-- Start of Given information --
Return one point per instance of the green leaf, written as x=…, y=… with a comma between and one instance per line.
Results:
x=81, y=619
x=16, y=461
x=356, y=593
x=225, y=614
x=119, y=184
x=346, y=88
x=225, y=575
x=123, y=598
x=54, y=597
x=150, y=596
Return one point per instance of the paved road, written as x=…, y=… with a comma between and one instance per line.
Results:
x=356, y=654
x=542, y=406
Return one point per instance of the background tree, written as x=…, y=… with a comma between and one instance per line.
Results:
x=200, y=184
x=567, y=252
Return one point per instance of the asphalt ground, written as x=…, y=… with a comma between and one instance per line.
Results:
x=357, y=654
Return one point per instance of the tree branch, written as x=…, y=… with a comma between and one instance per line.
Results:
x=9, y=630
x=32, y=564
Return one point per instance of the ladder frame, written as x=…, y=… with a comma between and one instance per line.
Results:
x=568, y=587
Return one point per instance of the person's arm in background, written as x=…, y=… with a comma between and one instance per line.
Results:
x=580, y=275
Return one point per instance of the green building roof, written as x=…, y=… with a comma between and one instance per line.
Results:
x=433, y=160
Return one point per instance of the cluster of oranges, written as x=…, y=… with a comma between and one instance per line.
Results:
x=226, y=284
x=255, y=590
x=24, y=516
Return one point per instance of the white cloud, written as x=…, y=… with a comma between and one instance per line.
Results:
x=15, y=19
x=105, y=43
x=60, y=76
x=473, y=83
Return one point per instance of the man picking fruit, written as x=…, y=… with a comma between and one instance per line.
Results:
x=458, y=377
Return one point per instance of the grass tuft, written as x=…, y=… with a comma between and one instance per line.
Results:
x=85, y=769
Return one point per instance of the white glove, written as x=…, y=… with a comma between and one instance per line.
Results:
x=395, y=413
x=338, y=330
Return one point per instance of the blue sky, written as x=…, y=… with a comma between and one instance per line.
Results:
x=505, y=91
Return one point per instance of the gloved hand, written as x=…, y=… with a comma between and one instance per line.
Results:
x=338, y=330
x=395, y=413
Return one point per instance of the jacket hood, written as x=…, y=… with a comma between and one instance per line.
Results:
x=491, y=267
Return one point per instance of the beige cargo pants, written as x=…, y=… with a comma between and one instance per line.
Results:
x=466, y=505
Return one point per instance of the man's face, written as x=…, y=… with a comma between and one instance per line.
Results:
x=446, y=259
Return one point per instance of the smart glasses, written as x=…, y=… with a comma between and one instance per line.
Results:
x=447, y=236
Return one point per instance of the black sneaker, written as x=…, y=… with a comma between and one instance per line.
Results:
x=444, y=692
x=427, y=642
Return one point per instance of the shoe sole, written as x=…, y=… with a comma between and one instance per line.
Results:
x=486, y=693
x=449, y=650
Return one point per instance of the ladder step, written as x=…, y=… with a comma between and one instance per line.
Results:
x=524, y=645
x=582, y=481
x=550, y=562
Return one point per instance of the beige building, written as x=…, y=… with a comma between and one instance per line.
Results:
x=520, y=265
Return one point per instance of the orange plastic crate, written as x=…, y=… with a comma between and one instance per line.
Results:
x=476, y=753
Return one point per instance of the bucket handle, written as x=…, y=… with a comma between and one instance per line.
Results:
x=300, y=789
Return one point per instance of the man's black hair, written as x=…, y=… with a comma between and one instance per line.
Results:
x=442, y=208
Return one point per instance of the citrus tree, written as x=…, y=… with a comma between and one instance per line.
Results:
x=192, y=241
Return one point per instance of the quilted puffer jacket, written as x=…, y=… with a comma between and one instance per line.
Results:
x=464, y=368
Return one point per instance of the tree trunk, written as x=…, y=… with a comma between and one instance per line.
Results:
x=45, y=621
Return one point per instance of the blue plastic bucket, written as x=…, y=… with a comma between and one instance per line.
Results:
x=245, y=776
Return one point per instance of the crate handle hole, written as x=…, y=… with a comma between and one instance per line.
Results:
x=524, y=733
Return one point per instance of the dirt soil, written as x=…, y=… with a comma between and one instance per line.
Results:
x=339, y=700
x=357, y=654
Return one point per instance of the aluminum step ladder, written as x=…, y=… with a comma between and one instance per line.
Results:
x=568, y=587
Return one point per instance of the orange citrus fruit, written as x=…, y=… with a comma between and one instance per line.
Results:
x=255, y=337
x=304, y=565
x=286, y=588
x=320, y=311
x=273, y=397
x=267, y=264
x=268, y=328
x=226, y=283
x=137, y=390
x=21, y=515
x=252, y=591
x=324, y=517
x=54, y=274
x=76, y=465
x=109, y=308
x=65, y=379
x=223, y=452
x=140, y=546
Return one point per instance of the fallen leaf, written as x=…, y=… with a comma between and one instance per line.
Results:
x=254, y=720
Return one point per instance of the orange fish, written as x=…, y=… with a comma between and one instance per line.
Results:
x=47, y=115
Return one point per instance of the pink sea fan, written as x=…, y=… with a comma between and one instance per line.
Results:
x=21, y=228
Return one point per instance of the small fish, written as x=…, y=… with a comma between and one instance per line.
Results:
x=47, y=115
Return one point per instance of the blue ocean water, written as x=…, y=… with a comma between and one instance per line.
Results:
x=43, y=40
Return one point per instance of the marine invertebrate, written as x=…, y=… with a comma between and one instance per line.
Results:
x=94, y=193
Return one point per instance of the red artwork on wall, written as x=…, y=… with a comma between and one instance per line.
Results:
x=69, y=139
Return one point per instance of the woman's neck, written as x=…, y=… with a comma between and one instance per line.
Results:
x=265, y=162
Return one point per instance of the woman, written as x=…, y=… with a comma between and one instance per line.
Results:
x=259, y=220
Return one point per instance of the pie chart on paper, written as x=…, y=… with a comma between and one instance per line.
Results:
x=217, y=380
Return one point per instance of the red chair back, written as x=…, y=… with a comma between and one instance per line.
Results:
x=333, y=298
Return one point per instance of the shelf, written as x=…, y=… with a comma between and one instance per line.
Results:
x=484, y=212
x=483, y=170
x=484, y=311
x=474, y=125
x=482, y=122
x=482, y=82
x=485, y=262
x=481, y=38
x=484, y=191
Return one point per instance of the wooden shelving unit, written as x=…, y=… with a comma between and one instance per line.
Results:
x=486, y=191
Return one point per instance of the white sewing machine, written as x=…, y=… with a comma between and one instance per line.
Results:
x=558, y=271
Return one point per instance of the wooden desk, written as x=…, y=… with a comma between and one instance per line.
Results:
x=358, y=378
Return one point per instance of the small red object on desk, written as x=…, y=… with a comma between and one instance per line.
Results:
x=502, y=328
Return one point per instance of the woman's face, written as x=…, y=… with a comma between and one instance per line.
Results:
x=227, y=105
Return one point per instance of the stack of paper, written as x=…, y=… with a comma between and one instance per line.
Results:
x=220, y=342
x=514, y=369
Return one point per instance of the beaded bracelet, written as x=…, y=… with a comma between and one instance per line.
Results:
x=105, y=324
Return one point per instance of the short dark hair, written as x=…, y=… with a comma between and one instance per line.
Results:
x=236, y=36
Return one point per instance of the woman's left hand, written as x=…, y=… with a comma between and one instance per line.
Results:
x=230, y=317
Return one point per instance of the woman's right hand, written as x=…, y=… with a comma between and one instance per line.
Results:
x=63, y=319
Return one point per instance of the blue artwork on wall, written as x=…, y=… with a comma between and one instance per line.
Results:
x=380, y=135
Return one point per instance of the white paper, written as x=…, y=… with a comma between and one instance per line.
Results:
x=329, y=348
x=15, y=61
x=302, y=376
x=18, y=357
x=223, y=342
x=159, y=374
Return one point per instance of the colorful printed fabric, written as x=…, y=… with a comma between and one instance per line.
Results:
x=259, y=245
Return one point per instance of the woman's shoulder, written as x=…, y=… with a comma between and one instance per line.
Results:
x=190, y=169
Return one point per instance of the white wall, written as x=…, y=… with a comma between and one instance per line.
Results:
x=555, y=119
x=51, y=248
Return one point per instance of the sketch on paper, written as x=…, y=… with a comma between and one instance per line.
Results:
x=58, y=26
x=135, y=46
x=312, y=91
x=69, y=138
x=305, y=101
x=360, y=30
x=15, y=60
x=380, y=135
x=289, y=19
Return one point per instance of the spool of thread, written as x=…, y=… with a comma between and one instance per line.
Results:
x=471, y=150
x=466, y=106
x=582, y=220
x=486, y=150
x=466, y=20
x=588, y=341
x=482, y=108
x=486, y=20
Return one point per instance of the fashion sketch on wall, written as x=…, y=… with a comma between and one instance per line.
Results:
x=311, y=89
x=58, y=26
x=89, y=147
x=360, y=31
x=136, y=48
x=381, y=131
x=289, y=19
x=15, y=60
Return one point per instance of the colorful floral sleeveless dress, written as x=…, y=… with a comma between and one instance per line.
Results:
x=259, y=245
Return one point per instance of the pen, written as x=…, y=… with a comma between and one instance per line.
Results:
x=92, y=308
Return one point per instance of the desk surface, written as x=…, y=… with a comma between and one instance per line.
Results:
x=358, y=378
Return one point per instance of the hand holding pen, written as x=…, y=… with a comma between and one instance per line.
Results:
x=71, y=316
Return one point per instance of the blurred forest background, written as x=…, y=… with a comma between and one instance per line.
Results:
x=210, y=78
-- End of Given information --
### Task directions
Copy word for word the rows above, starting with the line containing "Return one point per instance of the woman, written" and ending with the line containing "x=227, y=105", both included.

### Solution for this exercise
Return one point per instance of the woman, written as x=…, y=… with a comma between and one instance per line.
Results:
x=259, y=220
Return one point per instance of the pie chart on paper, written as x=…, y=… with a comma between and one instance per line.
Results:
x=217, y=380
Return one point per instance of the red chair back, written as x=…, y=… with a comma between and one instance per line.
Results:
x=333, y=298
Return one point per instance of the shelf, written as x=…, y=… with a comma between and one instance per line.
Results:
x=484, y=212
x=483, y=170
x=484, y=311
x=474, y=125
x=482, y=122
x=482, y=82
x=485, y=262
x=481, y=38
x=484, y=191
Return one point per instance of the wooden shelving unit, written as x=…, y=… with a comma between and one instance per line.
Results:
x=486, y=191
Return one point per instance of the white sewing machine, written as x=…, y=… with a comma between and one instance per line.
Results:
x=558, y=271
Return one point per instance of the wooden desk, written as x=…, y=… with a comma between and one instance per line.
Results:
x=358, y=378
Return one point per instance of the small red object on desk, written as x=…, y=… with a comma between and one instance per line.
Results:
x=502, y=328
Return one point per instance of the woman's face, written as x=…, y=… with a comma between and one instance per line.
Results:
x=227, y=105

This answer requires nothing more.